The tasks:
A: According to the biographical excerpt on Tanner below, in what year did Tanner enroll at the Pennsylvania Academy of the Fine Arts?
B: Summarize the biographical excerpt on Tanner below in two sentences.
C: Continue the biographical excerpt on Tanner below from its final sentence.

:: Document section

After his own self-study in art as a young man, Tanner enrolled in 1879 at the Pennsylvania Academy of the Fine Arts in Philadelphia. The only black student, he became a favorite of the painter Thomas Eakins, who had recently begun teaching there. Tanner made other connections among artists, including Robert Henri. In the late 1890s he was sponsored for a trip to Palestine by Rodman Wanamaker, who was impressed by his paintings of biblical themes.

Tanner was born in Pittsburgh, Pennsylvania, the first of seven children. His middle name commemorated the struggle at Osawatomie between pro- and anti-slavery partisans. His father Benjamin Tucker Tanner (1835-1923) was a bishop in the African Methodist Episcopal Church, the first independent black denomination in the United States. Being educated at Avery College and Western Theological Seminary in Pittsburgh, he developed a literary career. In addition, he was a political activist. His mother Sarah Tanner was born into slavery in Virginia but had escaped to the North via the Underground Railroad. She was mixed race, and Tanner himself was either a quadroon or an octoroon.

The family moved to Philadelphia when Tanner was young. There his father became a friend of Frederick Douglass, sometimes supporting him, sometimes criticizing.

::::
:: Entries

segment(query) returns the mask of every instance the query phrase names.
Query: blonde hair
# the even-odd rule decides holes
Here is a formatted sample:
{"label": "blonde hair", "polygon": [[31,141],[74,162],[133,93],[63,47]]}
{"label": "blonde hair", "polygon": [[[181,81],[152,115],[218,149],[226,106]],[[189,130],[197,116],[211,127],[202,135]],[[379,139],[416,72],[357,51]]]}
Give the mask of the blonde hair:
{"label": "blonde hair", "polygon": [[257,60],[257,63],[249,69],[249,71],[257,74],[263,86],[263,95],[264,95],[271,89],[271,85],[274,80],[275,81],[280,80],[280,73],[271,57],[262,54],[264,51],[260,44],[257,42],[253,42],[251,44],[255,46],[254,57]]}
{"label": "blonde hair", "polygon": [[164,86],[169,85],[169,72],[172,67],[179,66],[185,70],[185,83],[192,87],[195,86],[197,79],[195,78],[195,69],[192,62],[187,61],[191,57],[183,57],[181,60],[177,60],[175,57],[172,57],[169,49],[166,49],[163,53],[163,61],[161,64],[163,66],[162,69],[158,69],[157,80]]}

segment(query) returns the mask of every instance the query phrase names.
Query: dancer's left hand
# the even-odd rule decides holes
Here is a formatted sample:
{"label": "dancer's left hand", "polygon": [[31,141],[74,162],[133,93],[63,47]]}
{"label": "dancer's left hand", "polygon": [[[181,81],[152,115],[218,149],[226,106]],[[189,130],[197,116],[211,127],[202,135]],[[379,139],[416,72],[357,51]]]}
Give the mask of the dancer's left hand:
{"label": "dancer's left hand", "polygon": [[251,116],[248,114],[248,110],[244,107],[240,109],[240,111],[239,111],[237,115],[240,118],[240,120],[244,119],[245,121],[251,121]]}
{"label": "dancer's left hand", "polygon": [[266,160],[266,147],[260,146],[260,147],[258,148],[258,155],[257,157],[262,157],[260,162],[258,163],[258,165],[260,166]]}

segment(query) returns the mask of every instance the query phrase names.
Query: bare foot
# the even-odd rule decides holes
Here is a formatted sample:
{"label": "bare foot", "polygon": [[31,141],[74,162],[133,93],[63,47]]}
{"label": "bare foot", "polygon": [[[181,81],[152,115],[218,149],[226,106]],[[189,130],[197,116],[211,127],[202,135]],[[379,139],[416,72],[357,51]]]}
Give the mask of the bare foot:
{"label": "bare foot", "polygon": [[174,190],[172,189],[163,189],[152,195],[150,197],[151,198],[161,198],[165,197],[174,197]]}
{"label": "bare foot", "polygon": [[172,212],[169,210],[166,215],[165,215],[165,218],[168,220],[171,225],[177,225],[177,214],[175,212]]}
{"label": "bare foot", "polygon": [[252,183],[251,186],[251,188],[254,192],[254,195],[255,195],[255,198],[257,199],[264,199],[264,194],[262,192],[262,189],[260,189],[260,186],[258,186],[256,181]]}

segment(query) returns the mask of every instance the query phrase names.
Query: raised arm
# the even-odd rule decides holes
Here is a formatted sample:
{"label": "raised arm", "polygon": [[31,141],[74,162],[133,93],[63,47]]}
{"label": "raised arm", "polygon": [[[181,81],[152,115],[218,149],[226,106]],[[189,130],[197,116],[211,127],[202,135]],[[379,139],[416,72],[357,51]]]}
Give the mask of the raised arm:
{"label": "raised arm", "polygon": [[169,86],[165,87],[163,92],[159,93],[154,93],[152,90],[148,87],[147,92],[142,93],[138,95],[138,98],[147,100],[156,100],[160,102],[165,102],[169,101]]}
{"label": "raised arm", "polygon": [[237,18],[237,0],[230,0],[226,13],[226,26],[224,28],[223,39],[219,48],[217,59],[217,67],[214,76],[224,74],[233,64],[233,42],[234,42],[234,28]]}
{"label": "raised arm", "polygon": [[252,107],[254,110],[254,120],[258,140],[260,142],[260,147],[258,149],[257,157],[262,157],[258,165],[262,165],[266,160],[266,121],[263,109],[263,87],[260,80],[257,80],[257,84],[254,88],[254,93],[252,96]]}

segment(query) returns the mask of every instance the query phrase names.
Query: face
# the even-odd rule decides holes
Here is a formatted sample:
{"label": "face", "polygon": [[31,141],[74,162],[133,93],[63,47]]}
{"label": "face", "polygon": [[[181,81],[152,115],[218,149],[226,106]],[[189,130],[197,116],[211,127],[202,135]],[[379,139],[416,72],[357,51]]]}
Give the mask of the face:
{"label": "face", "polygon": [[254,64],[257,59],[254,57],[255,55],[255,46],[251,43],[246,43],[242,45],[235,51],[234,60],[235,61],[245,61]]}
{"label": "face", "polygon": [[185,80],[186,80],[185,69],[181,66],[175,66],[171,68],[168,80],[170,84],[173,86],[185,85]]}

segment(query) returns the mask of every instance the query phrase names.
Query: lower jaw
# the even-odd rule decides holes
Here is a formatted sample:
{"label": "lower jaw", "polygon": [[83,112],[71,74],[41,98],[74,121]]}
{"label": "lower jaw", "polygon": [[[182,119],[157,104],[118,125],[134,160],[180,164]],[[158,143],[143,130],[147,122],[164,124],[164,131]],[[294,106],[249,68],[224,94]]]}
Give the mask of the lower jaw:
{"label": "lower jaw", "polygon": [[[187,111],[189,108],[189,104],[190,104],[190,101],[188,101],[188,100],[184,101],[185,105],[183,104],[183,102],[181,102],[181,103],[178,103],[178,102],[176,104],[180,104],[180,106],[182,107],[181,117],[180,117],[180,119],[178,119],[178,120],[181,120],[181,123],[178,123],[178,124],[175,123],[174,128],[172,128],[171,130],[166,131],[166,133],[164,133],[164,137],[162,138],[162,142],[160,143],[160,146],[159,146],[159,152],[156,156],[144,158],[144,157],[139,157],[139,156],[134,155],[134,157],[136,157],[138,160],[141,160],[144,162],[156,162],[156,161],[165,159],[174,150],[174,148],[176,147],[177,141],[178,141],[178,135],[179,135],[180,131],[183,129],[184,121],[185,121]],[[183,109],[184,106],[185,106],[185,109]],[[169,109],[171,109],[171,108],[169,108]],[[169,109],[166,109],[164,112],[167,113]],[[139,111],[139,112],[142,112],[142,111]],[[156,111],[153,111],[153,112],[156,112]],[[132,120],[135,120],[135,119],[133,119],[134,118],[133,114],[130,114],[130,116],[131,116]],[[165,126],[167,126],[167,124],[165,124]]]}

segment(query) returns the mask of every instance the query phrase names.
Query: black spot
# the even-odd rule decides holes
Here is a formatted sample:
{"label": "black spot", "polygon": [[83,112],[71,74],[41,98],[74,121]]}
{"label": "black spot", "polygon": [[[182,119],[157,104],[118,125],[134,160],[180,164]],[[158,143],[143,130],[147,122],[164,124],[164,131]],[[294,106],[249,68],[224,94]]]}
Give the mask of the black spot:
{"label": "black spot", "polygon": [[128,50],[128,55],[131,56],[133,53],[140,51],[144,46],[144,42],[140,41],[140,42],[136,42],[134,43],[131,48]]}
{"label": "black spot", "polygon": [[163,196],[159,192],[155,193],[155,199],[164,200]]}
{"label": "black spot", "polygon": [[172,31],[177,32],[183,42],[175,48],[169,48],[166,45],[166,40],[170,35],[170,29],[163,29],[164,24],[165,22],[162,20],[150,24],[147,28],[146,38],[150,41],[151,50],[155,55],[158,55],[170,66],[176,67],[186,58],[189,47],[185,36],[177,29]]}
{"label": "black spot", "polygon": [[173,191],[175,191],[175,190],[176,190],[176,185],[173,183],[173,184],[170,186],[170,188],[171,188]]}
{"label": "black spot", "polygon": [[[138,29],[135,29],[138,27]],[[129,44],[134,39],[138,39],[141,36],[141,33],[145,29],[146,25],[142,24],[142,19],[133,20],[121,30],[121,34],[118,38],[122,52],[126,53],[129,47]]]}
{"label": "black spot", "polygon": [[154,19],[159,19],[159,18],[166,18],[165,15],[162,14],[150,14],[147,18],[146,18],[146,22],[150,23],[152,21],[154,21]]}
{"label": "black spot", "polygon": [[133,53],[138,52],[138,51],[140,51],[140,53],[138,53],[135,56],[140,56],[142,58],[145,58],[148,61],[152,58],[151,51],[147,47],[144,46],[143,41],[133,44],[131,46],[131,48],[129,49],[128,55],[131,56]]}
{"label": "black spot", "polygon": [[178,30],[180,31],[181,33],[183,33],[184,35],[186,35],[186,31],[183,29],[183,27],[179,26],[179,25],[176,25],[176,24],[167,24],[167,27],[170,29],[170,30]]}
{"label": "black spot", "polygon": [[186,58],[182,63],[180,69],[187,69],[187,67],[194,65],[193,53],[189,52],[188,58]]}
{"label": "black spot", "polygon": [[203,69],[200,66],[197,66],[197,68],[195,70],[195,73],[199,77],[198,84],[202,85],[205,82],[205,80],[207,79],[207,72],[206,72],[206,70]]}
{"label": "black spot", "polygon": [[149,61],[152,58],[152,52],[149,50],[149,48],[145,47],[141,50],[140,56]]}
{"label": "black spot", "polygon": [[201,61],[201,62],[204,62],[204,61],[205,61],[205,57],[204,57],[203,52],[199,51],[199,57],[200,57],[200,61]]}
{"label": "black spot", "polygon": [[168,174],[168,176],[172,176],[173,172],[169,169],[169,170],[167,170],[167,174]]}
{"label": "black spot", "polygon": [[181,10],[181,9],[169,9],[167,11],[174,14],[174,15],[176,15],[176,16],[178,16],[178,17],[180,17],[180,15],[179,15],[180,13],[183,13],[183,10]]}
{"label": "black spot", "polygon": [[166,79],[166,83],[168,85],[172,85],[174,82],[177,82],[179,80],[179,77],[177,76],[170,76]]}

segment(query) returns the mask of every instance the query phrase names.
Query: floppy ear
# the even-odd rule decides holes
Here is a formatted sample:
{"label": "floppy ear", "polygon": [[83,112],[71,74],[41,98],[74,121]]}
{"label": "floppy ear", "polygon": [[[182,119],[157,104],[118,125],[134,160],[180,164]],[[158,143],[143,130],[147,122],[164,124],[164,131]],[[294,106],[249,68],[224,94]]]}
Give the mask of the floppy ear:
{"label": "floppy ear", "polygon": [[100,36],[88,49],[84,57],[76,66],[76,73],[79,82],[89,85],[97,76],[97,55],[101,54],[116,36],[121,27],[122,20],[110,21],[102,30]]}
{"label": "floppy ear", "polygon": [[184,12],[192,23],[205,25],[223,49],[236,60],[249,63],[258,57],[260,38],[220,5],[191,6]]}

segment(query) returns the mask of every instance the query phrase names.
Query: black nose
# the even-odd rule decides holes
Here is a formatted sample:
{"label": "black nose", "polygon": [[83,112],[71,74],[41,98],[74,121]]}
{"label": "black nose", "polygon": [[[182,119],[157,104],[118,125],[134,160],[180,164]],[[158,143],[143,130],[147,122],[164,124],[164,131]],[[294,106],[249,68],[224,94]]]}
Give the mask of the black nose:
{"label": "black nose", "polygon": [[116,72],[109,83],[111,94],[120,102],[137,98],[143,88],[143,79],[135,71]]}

::::

Answers provided:
A: 1879

B: Tanner, born in Pittsburgh to a bishop father in the African Methodist Episcopal Church and a mother who had escaped slavery, moved with his family to Philadelphia when he was young. After studying art on his own, he enrolled in 1879 at the Pennsylvania Academy of the Fine Arts as its only black student, where he became a favorite of Thomas Eakins and later received sponsorship from Rodman Wanamaker for a trip to Palestine.

C:
Although many artists refused to accept an African-American apprentice, in 1879 Tanner enrolled at the Pennsylvania Academy of the Fine Arts in Philadelphia, becoming the only black student. His decision to attend the school came at an exciting time in the history of artistic institutional training. Art academies had long relied on tired notions of study devoted almost entirely to plaster cast studies and anatomy lectures. This changed drastically with the addition of Thomas Eakins as “Professor of Drawing and Painting” to the Pennsylvania Academy. Eakins encouraged new methods such as study from live models, direct discussion of anatomy in male and female classes, and dissections of cadavers to further familiarity and understanding of the human body. Eakins’s progressive views and ability to excite and inspire his students would have a profound effect on Tanner. The young artist proved to be one of Eakins’ favorite students; two decades after Tanner left the Academy, Eakins painted his portrait, making him one of a handful of students to be so honored.

At the Academy Tanner befriended artists with whom he kept in contact throughout the rest of his life, most notably Robert Henri, one of the founders of the Ashcan School. During a relatively short time at the Academy, Tanner developed a thorough knowledge of anatomy and the skill to express his understanding of the weight and structure of the human figure on the canvas.